Stated exercise:
Could you give all the records below again with "pointer" switched to "locator" and everything else unchanged, leaving the pictures out?

Given records:

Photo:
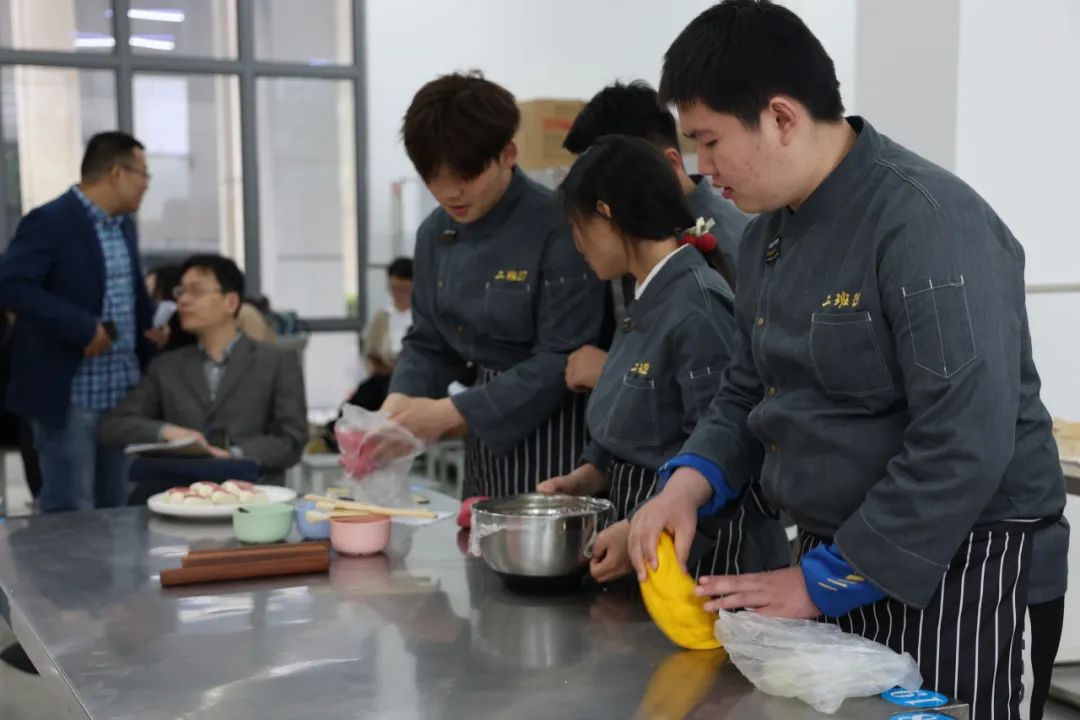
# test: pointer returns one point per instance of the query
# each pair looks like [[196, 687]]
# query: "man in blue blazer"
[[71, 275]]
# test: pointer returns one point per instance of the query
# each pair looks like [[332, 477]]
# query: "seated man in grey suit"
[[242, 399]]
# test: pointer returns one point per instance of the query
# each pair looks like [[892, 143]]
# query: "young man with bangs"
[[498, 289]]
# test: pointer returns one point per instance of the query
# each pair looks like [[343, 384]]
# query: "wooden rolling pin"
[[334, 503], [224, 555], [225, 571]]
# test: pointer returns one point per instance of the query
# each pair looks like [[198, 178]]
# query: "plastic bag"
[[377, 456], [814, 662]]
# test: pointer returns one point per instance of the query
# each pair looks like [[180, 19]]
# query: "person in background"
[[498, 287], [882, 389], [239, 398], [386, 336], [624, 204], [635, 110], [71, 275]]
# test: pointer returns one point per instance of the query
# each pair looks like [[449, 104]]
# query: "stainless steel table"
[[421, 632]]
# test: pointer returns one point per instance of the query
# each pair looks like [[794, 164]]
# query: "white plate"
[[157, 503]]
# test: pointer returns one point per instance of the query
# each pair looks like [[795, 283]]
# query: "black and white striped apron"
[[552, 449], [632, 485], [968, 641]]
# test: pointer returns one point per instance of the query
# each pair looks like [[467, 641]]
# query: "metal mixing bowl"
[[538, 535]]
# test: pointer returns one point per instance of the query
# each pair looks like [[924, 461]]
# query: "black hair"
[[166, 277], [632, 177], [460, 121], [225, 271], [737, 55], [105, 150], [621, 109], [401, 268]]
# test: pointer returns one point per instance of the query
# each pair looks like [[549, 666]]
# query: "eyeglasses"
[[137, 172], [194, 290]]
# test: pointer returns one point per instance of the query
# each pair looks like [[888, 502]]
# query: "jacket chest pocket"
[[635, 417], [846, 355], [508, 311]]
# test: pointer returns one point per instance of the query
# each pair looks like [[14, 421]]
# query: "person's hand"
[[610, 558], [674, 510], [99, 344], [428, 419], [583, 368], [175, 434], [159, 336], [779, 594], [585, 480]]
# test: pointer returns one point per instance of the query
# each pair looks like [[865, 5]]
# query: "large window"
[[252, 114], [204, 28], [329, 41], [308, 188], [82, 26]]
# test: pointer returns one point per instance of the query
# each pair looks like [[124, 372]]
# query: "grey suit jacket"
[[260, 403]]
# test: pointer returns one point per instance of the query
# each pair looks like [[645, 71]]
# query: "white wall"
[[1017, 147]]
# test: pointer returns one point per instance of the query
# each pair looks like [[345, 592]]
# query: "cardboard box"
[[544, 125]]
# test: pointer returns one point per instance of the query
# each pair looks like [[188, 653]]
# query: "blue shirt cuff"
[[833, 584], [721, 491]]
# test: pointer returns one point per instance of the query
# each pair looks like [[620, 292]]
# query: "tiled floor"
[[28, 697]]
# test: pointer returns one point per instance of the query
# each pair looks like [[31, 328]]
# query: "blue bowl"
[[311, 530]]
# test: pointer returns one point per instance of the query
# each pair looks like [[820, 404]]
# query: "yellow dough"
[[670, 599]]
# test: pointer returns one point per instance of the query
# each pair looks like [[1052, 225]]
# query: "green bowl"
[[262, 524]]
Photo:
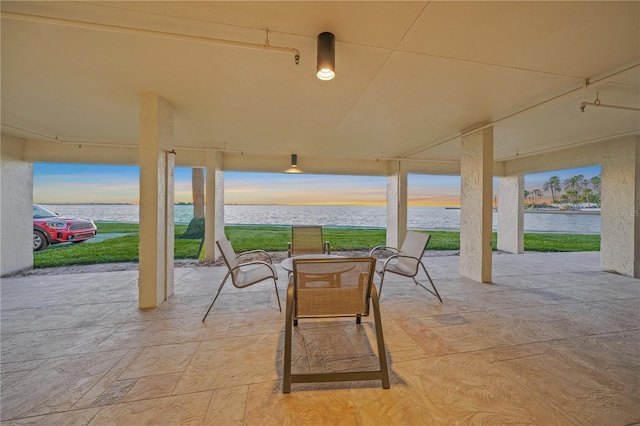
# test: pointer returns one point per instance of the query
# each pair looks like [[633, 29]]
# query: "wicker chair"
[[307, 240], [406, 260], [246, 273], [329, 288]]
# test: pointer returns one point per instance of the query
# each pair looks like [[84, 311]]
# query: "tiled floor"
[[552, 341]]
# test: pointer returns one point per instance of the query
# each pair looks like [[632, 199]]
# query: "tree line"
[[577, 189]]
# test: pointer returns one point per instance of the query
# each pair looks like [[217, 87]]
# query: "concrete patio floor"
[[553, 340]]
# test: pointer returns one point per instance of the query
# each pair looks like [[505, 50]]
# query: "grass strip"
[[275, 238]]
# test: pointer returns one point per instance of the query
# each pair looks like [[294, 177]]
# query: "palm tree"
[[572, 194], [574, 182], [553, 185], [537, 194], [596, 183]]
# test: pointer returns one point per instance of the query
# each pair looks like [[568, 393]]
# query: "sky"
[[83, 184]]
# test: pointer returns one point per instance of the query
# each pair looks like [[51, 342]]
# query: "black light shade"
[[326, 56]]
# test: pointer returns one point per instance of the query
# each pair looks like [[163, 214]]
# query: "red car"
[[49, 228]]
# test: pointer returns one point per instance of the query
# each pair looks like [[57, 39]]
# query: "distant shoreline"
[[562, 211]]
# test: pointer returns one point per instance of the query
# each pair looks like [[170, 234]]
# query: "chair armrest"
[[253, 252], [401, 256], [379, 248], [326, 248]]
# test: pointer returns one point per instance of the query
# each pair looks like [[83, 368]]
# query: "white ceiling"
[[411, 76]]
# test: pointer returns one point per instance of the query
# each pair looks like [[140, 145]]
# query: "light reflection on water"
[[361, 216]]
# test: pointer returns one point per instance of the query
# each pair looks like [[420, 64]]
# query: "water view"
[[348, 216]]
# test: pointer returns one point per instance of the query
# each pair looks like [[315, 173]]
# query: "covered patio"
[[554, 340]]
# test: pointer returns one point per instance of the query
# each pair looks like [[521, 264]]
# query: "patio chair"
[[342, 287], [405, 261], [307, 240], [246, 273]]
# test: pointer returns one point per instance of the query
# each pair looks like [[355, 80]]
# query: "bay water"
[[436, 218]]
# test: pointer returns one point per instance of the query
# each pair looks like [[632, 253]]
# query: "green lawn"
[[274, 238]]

Correct output:
Photo:
# test: locator returns one point per instance of the query
# each pair looks like [[196, 687]]
# query: "man in blue blazer"
[[71, 275]]
# test: locator returns one point per instance of the query
# each pair looks like [[332, 477]]
# query: "seated man in grey suit"
[[242, 399]]
# test: locator returns one point per instance of the query
# each pair looks like [[892, 143]]
# query: "young man with bangs"
[[498, 289]]
# test: locator returns one point per instance of the query
# each pair looks like [[343, 384]]
# query: "wooden rolling pin"
[[334, 503], [224, 555], [225, 571]]
# test: locator returns one point per instance of the query
# each pair looks like [[198, 178]]
# query: "plastic bag"
[[377, 456], [814, 662]]
# test: locator returns one point per instance of the query
# each pair looks like [[180, 19]]
# query: "person in background"
[[498, 287], [882, 389], [239, 398], [386, 336], [624, 204], [635, 110], [71, 275]]
# test: locator returns one point per instance of the query
# each pair looks like [[449, 104]]
# query: "stainless steel table"
[[421, 632]]
# test: locator returns one point per instance of the query
# each pair looks like [[794, 164]]
# query: "white plate"
[[157, 503]]
# test: locator returns one point per instance of the query
# each pair looks like [[795, 283]]
# query: "black and white striped apron"
[[552, 449], [632, 485], [968, 641]]
# test: locator returns one point per instance of the query
# each pair looks like [[467, 641]]
# query: "metal mixing bowl"
[[538, 535]]
# test: locator returns one point per instance of the query
# each pair looks like [[924, 461]]
# query: "black hair"
[[166, 277], [632, 177], [460, 121], [225, 271], [737, 55], [105, 150], [621, 109], [401, 268]]
# test: locator returns one point per instance of the query
# each pair looks like [[549, 666]]
# query: "eyeglasses"
[[137, 172], [194, 290]]
# test: locator returns one point per instance of the query
# each pair looks like [[888, 502]]
# query: "jacket chest pocket"
[[635, 417], [846, 355], [508, 311]]
# test: locator returns one point per instance of the query
# each pair looks like [[14, 421]]
# query: "person's hand"
[[610, 558], [674, 510], [99, 344], [428, 419], [583, 368], [175, 434], [159, 336], [779, 594], [585, 480]]
# test: locator returns one point per instance of the query
# each pair looks like [[865, 5]]
# query: "large window"
[[252, 114], [204, 28], [329, 41], [308, 188], [82, 26]]
# test: locator returns one point per instance of the query
# each pair looks like [[124, 372]]
# query: "grey suit jacket"
[[260, 403]]
# test: locator returns one point per instance of the query
# each pair looks like [[645, 71]]
# query: "white wall"
[[1017, 147]]
# test: locator returns one point per instance of the query
# each pair looks like [[345, 592]]
# query: "cardboard box"
[[544, 125]]
# test: locator returns one point per instance of the query
# each pair looks like [[188, 653]]
# query: "blue shirt cuff"
[[833, 584], [721, 491]]
# test: locator returns one point per instance of the query
# each pair looks like [[620, 292]]
# query: "tiled floor"
[[28, 697]]
# test: locator returns one point per instance of the query
# each pair looks like [[31, 328]]
# query: "blue bowl"
[[311, 530]]
# test: locator returns one point per instance of the query
# each pair looks like [[820, 404]]
# query: "yellow dough"
[[670, 599]]
# test: locator returns one point per instance of the query
# each pair looks like [[1052, 225]]
# query: "green bowl"
[[262, 524]]
Photo:
# test: locator returns one point per instance of the query
# each pair looks like [[633, 29]]
# query: "wicker chair"
[[307, 240], [406, 260], [246, 273], [329, 288]]
# test: locator returns one point per instance of the query
# each pair looks like [[84, 311]]
# query: "tiled floor"
[[552, 341]]
# test: locator returns one point per instance of the query
# each pair looks like [[632, 199]]
# query: "tree line"
[[577, 189]]
# test: locator returns one point per instance of the query
# each pair looks like [[217, 87]]
# query: "concrete patio floor"
[[553, 340]]
# test: locator returns one point per instance of the query
# each pair looks like [[505, 50]]
# query: "grass strip"
[[275, 238]]
# test: locator returns one point per instance of the query
# each pair looks like [[294, 177]]
# query: "palm tree"
[[572, 194], [574, 182], [553, 185], [537, 194], [596, 183]]
# test: locator returns one point per instance of the query
# each pair looks like [[568, 393]]
# query: "sky"
[[83, 184]]
# test: locator returns one point per instance of the query
# each pair looks like [[51, 342]]
# query: "black light shade"
[[326, 56]]
# test: locator returns one point per instance of the query
# each pair looks like [[163, 214]]
# query: "red car"
[[49, 228]]
# test: locator returns one point per instance of the query
# each pair looks like [[57, 39]]
# query: "distant shoreline"
[[562, 211]]
# test: locator returns one point per instance of the query
# each pair looks like [[170, 234]]
# query: "chair armrest"
[[253, 252], [401, 256], [379, 248], [326, 248]]
# test: locator returns one point per instance of the query
# each pair looks like [[83, 368]]
# query: "white ceiling"
[[411, 76]]
# test: locator returns one point per instance of the query
# each pair looks like [[140, 145]]
# query: "light reflection on water"
[[361, 216]]
# test: locator returns one point per instance of the query
# each pair looks like [[420, 64]]
# query: "water view"
[[348, 216]]
# test: locator returns one point per instance of the query
# each pair looks like [[315, 173]]
# query: "covered patio"
[[554, 340]]
# test: locator returns one point per instance of the query
# each pair looks like [[521, 264]]
# query: "patio chair"
[[342, 287], [405, 261], [307, 240], [246, 273]]
# test: locator returns one point per instance of the query
# each pair looks like [[355, 80]]
# query: "bay water"
[[436, 218]]
# test: locator returns one point per instance of the query
# each pair looks like [[632, 253]]
# query: "green lawn"
[[274, 238]]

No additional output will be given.